--- begin RECORDED INFORMATION ---

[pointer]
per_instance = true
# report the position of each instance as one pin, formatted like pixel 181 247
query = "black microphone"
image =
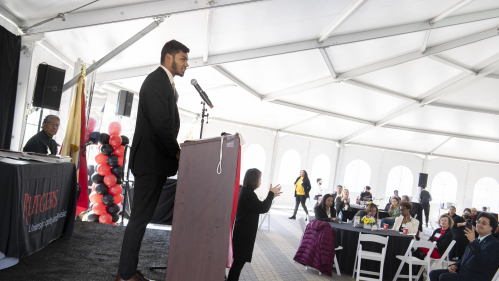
pixel 203 95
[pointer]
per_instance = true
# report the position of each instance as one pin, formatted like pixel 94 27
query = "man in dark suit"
pixel 42 142
pixel 155 151
pixel 481 258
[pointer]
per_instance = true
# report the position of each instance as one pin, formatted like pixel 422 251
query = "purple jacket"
pixel 317 247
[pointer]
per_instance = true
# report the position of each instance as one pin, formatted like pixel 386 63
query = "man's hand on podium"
pixel 276 190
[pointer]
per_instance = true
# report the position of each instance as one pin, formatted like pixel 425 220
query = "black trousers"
pixel 235 270
pixel 147 191
pixel 300 199
pixel 426 209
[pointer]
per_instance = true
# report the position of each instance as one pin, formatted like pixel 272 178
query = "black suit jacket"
pixel 249 208
pixel 443 242
pixel 481 260
pixel 306 185
pixel 320 213
pixel 155 145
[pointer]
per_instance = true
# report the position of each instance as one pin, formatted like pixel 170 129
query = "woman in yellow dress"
pixel 302 189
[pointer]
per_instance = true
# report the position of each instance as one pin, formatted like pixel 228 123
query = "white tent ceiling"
pixel 272 73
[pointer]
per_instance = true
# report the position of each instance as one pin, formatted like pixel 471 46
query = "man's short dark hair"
pixel 492 219
pixel 173 47
pixel 251 178
pixel 48 117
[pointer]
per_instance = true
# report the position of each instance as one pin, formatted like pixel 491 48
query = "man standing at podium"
pixel 155 150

--- end RECORDED INFORMATION ---

SHORT EXERCISE = State how many lines in the entries above contain the string "formatted". Give only the number.

TASK ANSWER = 10